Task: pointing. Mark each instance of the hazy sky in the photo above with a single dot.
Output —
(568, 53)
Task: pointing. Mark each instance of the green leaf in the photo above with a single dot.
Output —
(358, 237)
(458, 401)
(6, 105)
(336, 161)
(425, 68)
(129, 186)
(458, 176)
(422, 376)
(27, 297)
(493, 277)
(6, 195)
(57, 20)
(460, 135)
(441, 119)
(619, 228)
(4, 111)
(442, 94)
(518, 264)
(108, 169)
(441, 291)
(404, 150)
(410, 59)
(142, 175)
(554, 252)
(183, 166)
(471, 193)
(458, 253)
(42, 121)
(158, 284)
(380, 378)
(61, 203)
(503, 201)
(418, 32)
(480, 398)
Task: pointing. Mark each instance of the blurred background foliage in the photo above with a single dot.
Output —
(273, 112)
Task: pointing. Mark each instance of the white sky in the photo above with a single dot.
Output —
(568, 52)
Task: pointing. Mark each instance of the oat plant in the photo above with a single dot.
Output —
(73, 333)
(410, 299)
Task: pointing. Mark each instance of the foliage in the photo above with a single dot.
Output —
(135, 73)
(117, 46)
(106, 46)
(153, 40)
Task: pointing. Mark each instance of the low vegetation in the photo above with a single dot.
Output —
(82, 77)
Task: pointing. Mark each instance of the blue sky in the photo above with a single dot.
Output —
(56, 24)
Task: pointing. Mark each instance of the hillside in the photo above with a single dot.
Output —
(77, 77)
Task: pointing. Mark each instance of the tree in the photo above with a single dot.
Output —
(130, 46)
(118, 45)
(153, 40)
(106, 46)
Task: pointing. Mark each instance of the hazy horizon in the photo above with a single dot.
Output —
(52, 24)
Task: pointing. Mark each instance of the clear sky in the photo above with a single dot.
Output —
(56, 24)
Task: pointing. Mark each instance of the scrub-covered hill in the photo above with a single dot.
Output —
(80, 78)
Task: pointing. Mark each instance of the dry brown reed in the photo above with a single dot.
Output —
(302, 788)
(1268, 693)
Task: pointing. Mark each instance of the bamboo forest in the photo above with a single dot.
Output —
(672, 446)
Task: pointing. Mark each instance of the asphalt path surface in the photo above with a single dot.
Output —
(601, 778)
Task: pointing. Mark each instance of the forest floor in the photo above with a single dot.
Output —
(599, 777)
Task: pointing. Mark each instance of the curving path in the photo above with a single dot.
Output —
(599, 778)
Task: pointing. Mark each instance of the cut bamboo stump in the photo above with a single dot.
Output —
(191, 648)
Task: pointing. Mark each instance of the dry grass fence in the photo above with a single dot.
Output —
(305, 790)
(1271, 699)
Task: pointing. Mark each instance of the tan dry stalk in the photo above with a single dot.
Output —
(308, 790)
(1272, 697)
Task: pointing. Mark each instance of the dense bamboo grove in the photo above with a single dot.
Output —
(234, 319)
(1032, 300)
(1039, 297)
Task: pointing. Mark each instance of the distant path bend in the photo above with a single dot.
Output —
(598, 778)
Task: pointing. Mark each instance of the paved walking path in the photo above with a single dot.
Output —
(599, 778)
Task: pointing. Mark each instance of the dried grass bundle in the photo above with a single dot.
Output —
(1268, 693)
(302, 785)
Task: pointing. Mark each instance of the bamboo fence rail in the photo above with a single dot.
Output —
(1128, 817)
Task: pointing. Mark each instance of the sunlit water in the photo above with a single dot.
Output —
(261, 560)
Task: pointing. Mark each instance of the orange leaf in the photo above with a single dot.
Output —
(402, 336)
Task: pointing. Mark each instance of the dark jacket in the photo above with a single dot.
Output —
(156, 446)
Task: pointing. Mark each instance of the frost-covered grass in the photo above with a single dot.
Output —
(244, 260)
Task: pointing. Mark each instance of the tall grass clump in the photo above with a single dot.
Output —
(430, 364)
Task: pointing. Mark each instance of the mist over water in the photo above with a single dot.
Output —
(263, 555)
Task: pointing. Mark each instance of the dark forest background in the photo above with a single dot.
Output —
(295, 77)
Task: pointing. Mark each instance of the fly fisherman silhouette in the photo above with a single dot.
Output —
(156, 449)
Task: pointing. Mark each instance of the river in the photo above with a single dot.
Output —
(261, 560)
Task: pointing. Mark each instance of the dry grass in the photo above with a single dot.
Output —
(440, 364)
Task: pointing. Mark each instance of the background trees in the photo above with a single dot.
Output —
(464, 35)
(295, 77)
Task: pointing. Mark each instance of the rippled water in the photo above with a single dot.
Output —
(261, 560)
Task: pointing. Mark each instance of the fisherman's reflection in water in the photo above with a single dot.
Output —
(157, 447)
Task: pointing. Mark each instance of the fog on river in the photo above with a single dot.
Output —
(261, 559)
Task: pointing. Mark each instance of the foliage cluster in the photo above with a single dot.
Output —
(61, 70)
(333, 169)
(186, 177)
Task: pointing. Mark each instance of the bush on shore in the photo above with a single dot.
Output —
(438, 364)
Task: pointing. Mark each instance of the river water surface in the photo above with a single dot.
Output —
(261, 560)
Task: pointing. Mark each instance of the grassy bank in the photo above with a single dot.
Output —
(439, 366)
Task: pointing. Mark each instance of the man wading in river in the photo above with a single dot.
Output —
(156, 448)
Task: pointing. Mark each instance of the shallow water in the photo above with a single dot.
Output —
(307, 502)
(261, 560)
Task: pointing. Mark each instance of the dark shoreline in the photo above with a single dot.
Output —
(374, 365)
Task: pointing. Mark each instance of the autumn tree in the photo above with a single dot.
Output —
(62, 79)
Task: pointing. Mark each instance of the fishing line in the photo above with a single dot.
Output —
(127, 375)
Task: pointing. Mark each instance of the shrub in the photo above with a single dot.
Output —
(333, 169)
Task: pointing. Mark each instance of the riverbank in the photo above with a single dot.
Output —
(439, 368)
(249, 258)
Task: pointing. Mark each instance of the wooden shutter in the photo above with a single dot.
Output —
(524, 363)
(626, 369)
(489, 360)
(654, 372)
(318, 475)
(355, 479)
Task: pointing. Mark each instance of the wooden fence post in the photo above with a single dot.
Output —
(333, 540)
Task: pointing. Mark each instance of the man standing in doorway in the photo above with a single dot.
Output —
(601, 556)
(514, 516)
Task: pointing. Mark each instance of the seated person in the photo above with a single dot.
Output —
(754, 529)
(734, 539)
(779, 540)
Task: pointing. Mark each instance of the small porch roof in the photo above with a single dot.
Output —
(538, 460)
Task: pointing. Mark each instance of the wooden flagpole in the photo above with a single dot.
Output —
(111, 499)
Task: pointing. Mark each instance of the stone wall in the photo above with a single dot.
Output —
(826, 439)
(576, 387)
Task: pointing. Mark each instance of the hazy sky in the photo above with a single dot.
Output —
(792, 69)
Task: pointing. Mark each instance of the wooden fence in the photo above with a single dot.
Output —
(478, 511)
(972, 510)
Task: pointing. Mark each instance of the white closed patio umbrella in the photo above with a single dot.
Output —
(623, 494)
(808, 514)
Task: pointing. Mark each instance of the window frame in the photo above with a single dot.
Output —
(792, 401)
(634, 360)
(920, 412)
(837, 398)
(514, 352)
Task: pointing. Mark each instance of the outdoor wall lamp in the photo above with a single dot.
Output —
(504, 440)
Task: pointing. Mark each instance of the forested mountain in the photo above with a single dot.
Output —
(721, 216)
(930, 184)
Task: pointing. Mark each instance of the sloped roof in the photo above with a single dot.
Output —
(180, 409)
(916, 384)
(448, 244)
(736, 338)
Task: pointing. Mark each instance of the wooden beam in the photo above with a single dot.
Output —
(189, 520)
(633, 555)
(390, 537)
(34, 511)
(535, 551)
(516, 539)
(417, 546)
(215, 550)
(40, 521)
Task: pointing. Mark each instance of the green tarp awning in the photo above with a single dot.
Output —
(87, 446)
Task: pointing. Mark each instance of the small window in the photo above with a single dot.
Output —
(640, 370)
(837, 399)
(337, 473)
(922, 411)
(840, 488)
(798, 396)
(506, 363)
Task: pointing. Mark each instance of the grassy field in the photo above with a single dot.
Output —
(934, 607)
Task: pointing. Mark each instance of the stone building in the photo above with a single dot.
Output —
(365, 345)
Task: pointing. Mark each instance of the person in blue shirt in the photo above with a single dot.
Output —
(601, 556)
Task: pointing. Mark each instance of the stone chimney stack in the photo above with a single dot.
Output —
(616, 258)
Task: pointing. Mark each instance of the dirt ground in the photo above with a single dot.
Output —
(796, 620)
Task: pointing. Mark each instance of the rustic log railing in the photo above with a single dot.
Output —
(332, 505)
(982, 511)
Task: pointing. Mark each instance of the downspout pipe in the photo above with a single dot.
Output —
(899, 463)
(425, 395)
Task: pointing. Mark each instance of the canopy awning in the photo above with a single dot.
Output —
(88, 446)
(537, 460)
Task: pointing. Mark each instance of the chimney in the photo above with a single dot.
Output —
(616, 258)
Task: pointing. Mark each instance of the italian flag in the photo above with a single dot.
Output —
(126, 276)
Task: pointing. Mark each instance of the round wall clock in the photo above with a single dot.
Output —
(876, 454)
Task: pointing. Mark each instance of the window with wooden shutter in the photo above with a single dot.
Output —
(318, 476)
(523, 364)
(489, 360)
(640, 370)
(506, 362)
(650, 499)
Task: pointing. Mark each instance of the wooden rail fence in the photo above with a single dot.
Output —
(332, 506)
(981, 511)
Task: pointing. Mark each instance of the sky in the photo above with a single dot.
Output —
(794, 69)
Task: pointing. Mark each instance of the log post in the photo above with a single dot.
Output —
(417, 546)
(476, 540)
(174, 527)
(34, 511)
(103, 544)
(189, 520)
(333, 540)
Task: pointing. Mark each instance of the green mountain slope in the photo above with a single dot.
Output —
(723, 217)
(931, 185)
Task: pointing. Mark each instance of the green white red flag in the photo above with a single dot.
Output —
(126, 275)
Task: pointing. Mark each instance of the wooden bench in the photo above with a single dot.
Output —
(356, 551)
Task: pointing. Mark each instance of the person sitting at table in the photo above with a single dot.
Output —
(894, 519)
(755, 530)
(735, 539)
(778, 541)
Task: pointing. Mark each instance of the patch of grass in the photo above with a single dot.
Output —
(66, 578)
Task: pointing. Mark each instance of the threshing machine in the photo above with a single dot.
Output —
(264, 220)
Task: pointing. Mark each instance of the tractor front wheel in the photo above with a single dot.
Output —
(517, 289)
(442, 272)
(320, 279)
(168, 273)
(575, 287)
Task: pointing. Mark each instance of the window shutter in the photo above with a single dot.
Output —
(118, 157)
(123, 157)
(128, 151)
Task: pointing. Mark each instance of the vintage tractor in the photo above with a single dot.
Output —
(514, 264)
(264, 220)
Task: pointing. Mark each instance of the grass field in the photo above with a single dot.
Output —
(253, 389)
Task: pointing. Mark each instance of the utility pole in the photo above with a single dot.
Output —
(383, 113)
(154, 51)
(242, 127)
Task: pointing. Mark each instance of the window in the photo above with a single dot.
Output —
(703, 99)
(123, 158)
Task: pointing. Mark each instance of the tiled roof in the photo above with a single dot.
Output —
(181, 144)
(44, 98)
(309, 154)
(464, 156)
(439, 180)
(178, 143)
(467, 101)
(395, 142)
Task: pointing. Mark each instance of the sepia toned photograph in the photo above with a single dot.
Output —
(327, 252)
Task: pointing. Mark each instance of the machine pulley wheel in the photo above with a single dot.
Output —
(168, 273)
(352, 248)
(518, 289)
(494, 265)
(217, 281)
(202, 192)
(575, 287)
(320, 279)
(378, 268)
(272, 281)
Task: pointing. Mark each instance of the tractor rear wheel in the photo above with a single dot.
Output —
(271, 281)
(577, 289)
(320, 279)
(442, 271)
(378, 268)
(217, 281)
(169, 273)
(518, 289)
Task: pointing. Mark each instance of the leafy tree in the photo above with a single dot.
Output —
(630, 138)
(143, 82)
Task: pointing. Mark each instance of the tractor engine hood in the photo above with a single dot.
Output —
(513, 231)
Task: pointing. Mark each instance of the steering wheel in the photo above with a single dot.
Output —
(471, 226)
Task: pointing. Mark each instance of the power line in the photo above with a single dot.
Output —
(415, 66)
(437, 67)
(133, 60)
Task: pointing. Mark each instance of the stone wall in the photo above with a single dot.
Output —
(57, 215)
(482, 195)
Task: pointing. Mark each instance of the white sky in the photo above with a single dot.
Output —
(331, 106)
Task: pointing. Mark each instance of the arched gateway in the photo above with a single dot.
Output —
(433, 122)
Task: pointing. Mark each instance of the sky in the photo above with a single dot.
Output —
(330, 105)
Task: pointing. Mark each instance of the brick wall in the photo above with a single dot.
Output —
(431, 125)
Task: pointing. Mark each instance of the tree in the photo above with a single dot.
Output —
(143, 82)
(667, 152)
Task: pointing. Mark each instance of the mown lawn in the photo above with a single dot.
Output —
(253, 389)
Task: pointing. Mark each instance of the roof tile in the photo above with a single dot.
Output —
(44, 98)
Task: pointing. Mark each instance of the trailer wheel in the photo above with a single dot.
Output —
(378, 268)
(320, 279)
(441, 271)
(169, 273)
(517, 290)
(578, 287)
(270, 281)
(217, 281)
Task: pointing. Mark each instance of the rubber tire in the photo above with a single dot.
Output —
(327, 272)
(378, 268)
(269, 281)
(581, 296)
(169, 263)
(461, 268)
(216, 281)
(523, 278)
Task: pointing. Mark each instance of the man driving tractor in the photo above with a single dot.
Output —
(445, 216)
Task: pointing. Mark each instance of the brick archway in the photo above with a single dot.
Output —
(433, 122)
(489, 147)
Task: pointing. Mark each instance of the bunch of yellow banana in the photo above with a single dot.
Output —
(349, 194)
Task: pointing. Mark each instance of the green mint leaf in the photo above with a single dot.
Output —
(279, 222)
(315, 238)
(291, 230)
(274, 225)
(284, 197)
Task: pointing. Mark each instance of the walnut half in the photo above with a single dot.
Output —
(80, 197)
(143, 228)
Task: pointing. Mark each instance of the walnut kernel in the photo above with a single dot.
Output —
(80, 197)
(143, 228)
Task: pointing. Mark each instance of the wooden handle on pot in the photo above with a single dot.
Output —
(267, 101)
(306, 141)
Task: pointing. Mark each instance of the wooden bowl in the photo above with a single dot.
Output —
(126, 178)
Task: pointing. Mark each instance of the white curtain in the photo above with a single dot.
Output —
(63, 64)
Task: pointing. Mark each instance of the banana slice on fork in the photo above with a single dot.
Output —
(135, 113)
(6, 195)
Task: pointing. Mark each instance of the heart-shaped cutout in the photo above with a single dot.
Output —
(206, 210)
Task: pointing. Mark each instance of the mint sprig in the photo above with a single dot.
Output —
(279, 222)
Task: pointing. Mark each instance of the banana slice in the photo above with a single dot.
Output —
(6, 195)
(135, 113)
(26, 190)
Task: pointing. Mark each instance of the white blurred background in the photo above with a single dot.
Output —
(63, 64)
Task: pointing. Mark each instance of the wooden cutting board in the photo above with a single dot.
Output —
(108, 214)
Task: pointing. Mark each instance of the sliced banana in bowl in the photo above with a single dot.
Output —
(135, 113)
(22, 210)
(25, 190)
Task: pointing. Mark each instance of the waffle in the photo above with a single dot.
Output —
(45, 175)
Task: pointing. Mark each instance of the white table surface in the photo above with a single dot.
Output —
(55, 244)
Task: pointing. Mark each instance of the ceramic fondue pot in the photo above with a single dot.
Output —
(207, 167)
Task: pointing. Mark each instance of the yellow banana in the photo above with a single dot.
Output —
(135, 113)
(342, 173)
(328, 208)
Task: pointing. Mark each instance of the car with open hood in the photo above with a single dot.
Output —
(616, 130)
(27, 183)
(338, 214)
════
WHAT NEEDS TO BE DONE:
In the entries above, some lines hold the string "surface". Copy each of them.

ANSWER BELOW:
Task: pointing. Mark each instance of the asphalt path surface in the photo above with a single dot.
Task: pointing. Mark each instance of the river water surface in the photo above with a single dot.
Task: pointing. Mark each instance of the white table surface in the photo above with a single dot.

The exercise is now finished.